Region pointing data
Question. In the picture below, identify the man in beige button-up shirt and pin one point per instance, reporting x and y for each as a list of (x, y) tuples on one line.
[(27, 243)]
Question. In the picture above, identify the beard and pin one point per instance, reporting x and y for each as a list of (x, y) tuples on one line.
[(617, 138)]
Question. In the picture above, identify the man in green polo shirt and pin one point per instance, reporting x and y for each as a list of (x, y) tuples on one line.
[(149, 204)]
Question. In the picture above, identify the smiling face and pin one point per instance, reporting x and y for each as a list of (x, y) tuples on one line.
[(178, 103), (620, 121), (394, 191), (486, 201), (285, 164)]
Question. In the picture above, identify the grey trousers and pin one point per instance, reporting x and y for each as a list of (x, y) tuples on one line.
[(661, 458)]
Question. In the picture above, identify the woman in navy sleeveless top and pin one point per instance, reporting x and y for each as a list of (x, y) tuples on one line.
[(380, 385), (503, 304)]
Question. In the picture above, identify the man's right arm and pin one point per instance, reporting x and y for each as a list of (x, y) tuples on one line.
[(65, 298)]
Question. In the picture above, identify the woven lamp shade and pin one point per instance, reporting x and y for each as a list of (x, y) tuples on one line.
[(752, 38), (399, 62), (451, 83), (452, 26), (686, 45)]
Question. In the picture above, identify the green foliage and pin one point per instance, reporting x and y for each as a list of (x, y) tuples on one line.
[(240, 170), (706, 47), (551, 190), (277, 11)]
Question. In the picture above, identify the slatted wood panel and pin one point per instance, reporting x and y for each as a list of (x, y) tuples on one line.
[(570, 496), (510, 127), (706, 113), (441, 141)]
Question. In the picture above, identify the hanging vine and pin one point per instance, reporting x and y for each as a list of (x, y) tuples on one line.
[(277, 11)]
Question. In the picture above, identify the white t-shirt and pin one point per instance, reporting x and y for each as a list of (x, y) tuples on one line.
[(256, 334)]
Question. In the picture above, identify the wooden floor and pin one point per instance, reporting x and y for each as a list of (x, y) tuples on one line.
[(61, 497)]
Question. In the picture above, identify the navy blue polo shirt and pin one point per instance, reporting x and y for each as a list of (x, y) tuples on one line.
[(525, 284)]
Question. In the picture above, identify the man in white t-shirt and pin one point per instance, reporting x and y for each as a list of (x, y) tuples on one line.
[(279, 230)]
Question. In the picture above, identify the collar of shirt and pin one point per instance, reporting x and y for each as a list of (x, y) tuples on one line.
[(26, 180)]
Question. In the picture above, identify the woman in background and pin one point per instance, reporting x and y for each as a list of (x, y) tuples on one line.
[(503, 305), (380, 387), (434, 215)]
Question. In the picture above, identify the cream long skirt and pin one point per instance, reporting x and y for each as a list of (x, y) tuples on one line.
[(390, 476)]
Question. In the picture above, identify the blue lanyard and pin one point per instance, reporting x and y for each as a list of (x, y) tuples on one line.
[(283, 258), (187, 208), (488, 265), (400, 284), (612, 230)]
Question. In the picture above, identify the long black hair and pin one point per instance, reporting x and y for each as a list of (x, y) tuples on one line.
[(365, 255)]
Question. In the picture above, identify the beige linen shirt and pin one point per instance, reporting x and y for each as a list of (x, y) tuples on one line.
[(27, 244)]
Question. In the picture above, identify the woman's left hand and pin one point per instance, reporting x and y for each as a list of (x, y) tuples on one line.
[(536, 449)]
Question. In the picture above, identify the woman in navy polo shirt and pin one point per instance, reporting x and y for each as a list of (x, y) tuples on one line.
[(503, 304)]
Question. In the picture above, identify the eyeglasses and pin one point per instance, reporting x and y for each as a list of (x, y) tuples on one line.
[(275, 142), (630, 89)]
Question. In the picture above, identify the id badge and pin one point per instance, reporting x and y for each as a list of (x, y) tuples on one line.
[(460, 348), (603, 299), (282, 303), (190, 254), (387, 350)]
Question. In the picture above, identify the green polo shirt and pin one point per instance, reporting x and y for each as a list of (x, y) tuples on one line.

### Problem details
Reproduce the data in full. Nothing in it may be altered.

### Answer for the task
Question. In the picture below, identify the man in beige button-up shirt and pin one point per instance, reporting x and y for each as a list of (x, y) tuples on one line.
[(27, 243)]
Question. In the picture above, identify the beard and pin one point per instance, reporting x and y for each as a list of (x, y) tuples on one line.
[(617, 138)]
Question. In the picture above, identify the man in green polo shirt and pin one point per instance, reporting x and y for each as a list of (x, y) tuples on one line.
[(149, 204)]
Question. In the picture above, identify the smiling face and pin one point per instance, reporting x and y for each as a list of (x, y) tuples on one line.
[(178, 103), (620, 121), (394, 191), (486, 201), (285, 164)]
Question. In the picture above, identify the grey trousers and pin one point per instance, reporting x and y for each as a list of (x, y) tuples on one line.
[(661, 458)]
Question. In the picture above, identify the woman in navy sleeveless top and pin one point per instance, reporting x and y for each as a list of (x, y) tuples on one line.
[(380, 385), (503, 304)]
Question. In the picture above, identify the man's right arm and pin one point per instance, reporting x and y for each as a list of (x, y) tuples on one line.
[(65, 298)]
Question. In the picture above, identify the woven lamp shade and pin one point per instance, reporting x and y for each as a list of (x, y) tuples on one line.
[(752, 38), (399, 62), (451, 83), (452, 26), (686, 45)]
Question. In the picture above, identify the green foliage and pin one point per instance, reporting x and y for each as a list of (x, y) tuples on one line.
[(240, 170), (706, 47), (551, 190), (277, 11)]
Question. In the picture above, identify the slatted wood panel and pin one point per instance, reporting x and y for each as a list of (x, y) tuples on one line.
[(570, 496), (510, 127), (706, 113), (441, 141)]
Question. In the picture above, identify the hanging vine and pin one point per instance, reporting x and y for each as a list of (x, y) tuples on one line.
[(277, 11)]
Question. In the picture above, identify the white t-shirt and pin one point per instance, reporting x and y for each as a list of (x, y) tuples on one line.
[(256, 334)]
Question. In the picture above, identify the wooden floor and pin one point per instance, reporting x and y for each as a list of (x, y) tuples on one line.
[(61, 497)]
Question. In the picture above, identify the navy blue polo shirt and pin one point per instance, reporting x and y for each as a list of (x, y) tuples on one line.
[(525, 284)]
Question. In the picture above, identify the man in white t-shirt and pin one point per instance, reporting x and y for each as a list of (x, y) tuples on one line.
[(279, 230)]
Question. In the picture above, identify the collar of shirt and pin one point per instance, reporting x and y for each as a list of (x, y) tuples on one line.
[(26, 180)]
Question. In the picture above, identify the woman in background and pin one point per instance, reporting x and y for each as a list of (x, y) tuples on one line.
[(503, 305), (380, 387), (434, 215)]
Question. In the picture above, identify the cream long skirt and pin one point per instance, reporting x and y for each as a list of (x, y) tuples on one line.
[(390, 476)]
Question. In the picture above, identify the blue lanyard and pin one point per instance, reporting x and y for each as a list of (x, y) tuples on one line.
[(283, 258), (187, 208), (488, 265), (400, 284), (612, 230)]
Question. In the picture above, identify the long black hair and pin one point per instance, reporting x and y for each as a list of (x, y) tuples on one line.
[(365, 255)]
Question. In the picture above, identify the beige linen shirt and pin one point per instance, reporting x and y for each as a list of (x, y) tuples on one line.
[(27, 244)]
Question. In the picture above, identify the woman's left hand and pin one point per instance, reporting x and y for each as a list of (x, y) tuples on one line.
[(536, 449)]
Question. In the picture above, identify the woman in navy polo shirt and pin one point per instance, reporting x and y for each as a list of (x, y) tuples on one line.
[(503, 304)]
Question. In the picture above, identify the eyeglasses and pin one point per instance, reporting x and y for each as a list of (x, y) tuples on one line.
[(275, 142), (630, 89)]
Question. In the picture above, identify the id badge and pin one point per instance, reporting x and y for each as a list of (x, y) tuples on one line.
[(460, 348), (603, 299), (282, 303), (190, 254), (387, 350)]
Question. In the picture above, identify the green polo shirt and pin one point per instance, reporting x and y for each as a list of (x, y) tuples on one line.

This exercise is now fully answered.